▸ **PASSAGE PROVIDED**
§
Accordingly, I find that the Plaintiff has proved its case on a balance of probability and I enter judgment for the sum of Ksh. 19,406,648/80 for the Plaintiff against the Defendant in terms of Prayer (a) of the Plaint.

The next issue to be considered is the rate of interest applicable to the facilities.  According to the Plaintiff, the rate of interest applicable was 23% per annum.  That is the rate claimed in the statement of claim.  According to the Defendant, that was not the rate of interest agreed between the parties.  To the Defendant, the amount was advanced for the purposes of carrying out the management and rehabilitation of the Kilimambogo Farm.  That is why no interest was agreed upon or charged.

PW 1 produced bundle “A” without any objection.  He identified all documents forming the contract between the Plaintiff and the Defendant in respect of the credit facilities.  He stated that the rate of interest applicable was 23%.  He referred the court to a letter dated 4/1/93 at page 61 of Exhibit “A” as the basis of his claim that the rate of interest was 23% per annum.

I have on my part carefully scrutinized the contract documents produced by the Plaintiff.  These include; the application for credit facilities dated 23/10/89, Letter of continuity dated 25/10/89; Letter of installment dated 25/10/89; Guarantee dated 25/10/89; Letter of disbursement dated 22/3/90; amongst many other documents.  In none of the said documents or the documents signed by the Defendant was any rate of interest applicable to the facilities disclosed.

However, at page 4, of exhibit “A” there is a document signed by the Plaintiff’s manager.  It is undated and part of it reads:-

“The above mentioned company has opened an account with us on 24/10/89 and requested for Ksh. 5,000,000/- overdraft limit for six months against the Debenture of four Loaders/Bulldozers approximately valued at ksh.6,400,000/-.The company and the Directors are having good reputation in the market.  We recommend for your approval.”

The document then sets out the security documents executed or given by the Defendant, then concludes with the remarks; “Rate of interest is 15% P.A.”
§
▸ **INFORMATION PROVIDED**
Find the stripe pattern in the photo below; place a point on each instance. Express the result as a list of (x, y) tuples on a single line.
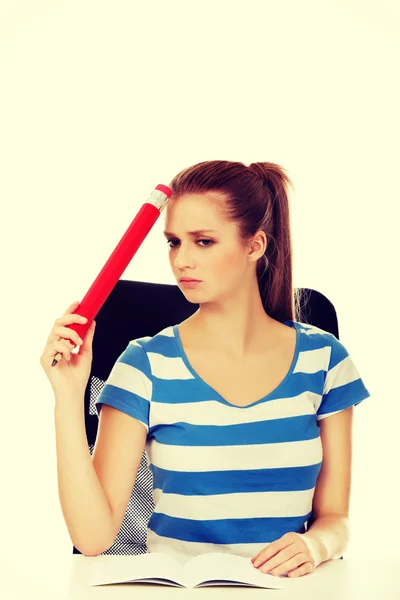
[(228, 478)]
§
▸ **PROBLEMS AND TASKS**
• A. In the court judgment on the credit facilities, what rate of interest is given at the end of the undated document signed by the Plaintiff's manager?
• B. Carry on the court judgment on the credit facilities from where it stops.

▸ **RESPONSES IN ORDER**
• A. 15% per annum.

• B.
That document seems to have been an internal communication between the Plaintiff’s manager and his seniors seeking their approval for the facility.  The document did not state whether the rates of interest was variable or not.  The same was not signed by the Defendant nor was there any evidence to show what rate of interest was agreed between the Plaintiff and the Defendant.  As I had earlier stated, all the contract documents that contained the advances and the mode of payment thereof were silent on the payment of interest thereon or the rate thereof.

The first time the rate of interest of 23% P. A was raised was in the demand letter dated 29th January, 1992 by D. V. Kapila & Co. Advocates.  The only other documents referring to the rate of interest of 23% P.A is the letter dated 4th January, 1993.  That letter indicated that the rate of interest was being increased from 19% per annum to 23%   per annum from 1st January 1993.  Of course that letter was being written three months after the current suit had been filed. Parties are bound to their bargains.  None can be allowed to change the terms of the contract unilaterally.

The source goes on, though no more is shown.